= Problem =
The lines you need are those holding the word "rolling"; pull them from the material.

= Given records =
Start of Block

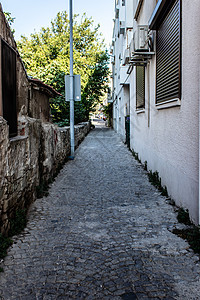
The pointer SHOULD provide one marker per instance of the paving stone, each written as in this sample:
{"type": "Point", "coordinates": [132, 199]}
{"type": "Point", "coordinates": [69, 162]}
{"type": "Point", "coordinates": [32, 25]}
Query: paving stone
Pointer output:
{"type": "Point", "coordinates": [103, 232]}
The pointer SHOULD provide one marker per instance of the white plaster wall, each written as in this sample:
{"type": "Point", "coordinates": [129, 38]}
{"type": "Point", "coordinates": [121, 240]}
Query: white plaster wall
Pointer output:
{"type": "Point", "coordinates": [170, 145]}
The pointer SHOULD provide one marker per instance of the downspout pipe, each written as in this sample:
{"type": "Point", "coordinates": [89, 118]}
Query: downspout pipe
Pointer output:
{"type": "Point", "coordinates": [72, 139]}
{"type": "Point", "coordinates": [199, 146]}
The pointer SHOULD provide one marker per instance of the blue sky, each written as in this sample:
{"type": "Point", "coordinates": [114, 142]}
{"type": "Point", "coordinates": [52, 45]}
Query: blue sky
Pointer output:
{"type": "Point", "coordinates": [32, 15]}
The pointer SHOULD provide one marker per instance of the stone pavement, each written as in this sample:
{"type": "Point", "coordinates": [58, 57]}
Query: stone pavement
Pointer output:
{"type": "Point", "coordinates": [104, 232]}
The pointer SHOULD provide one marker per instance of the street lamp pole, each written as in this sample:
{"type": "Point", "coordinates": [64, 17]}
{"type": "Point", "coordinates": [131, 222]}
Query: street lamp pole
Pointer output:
{"type": "Point", "coordinates": [72, 142]}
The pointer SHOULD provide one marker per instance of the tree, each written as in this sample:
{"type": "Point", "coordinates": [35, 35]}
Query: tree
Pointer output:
{"type": "Point", "coordinates": [46, 56]}
{"type": "Point", "coordinates": [10, 20]}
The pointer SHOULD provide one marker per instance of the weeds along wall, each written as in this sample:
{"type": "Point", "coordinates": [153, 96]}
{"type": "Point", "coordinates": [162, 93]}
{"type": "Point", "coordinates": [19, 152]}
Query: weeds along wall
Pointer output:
{"type": "Point", "coordinates": [27, 161]}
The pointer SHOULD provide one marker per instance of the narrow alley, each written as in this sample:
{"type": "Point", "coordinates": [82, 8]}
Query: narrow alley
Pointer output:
{"type": "Point", "coordinates": [103, 232]}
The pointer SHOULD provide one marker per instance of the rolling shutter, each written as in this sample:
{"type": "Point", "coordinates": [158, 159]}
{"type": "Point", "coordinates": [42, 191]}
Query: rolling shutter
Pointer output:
{"type": "Point", "coordinates": [9, 87]}
{"type": "Point", "coordinates": [140, 87]}
{"type": "Point", "coordinates": [168, 56]}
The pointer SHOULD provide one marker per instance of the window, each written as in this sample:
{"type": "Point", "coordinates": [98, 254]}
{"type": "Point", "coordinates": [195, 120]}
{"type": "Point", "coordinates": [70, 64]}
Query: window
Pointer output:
{"type": "Point", "coordinates": [140, 87]}
{"type": "Point", "coordinates": [8, 75]}
{"type": "Point", "coordinates": [168, 60]}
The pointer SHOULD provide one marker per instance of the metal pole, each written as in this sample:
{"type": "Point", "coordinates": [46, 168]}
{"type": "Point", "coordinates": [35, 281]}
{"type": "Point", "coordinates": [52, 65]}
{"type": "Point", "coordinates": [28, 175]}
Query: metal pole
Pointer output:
{"type": "Point", "coordinates": [71, 83]}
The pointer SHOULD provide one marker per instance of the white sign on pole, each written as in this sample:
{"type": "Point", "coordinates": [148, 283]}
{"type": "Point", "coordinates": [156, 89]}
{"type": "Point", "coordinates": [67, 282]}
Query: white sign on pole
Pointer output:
{"type": "Point", "coordinates": [77, 87]}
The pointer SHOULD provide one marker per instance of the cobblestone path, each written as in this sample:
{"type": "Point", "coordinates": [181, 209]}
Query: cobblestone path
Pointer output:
{"type": "Point", "coordinates": [104, 232]}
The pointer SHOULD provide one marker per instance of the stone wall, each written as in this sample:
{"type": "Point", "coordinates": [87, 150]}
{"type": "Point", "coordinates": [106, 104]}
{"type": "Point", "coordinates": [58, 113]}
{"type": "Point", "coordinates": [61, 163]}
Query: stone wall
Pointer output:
{"type": "Point", "coordinates": [29, 159]}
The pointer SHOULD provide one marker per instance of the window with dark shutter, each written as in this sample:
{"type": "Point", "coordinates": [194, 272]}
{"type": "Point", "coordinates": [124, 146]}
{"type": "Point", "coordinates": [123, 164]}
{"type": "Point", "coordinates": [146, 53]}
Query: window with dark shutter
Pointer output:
{"type": "Point", "coordinates": [168, 60]}
{"type": "Point", "coordinates": [8, 65]}
{"type": "Point", "coordinates": [140, 87]}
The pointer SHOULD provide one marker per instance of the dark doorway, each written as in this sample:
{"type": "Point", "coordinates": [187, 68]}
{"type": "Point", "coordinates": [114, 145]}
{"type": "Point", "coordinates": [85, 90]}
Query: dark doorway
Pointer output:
{"type": "Point", "coordinates": [9, 87]}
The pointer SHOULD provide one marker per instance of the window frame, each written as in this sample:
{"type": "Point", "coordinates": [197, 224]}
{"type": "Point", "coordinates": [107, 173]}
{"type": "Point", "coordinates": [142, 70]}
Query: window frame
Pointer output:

End of Block

= Completed exercise =
The pointer SHOULD provide one marker per instance of the rolling shutter, each written as in this sample:
Query: rolling shutter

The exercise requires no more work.